WORK INSTRUCTIONS: Retype the lines below word for word, leaving out the pictures.

Position identification records:

::::

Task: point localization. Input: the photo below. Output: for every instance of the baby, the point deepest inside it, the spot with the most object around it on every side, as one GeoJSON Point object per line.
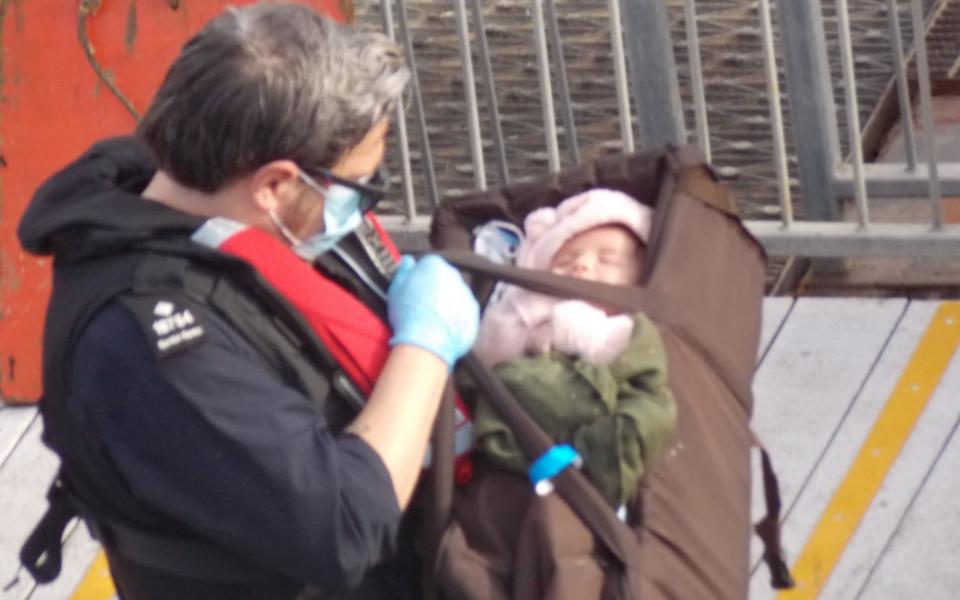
{"type": "Point", "coordinates": [595, 380]}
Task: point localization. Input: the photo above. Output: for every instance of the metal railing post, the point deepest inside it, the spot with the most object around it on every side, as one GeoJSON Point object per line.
{"type": "Point", "coordinates": [812, 107]}
{"type": "Point", "coordinates": [653, 71]}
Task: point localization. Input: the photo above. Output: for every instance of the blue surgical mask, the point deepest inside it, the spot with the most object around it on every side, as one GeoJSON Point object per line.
{"type": "Point", "coordinates": [341, 215]}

::::

TASK SOLUTION:
Task: point localization. Input: the photo below. Output: for every instance of the baby, the point deepest inside it, the spot with the most object around it on every side, as one GeoJSON Point object per line.
{"type": "Point", "coordinates": [595, 380]}
Task: point localization. Input: the photo above. Output: for every instance of the metal railing post, the point deepest inside it, the spot with the most object around it on every side, as one GeoJSON Point object per line.
{"type": "Point", "coordinates": [812, 107]}
{"type": "Point", "coordinates": [653, 71]}
Task: point localization. Input: the photo above. Output: for every instance of the blue surgical mask, the point deepest inside it, the spot with the most object around it on every side, as one GeoJSON Point object per line.
{"type": "Point", "coordinates": [341, 215]}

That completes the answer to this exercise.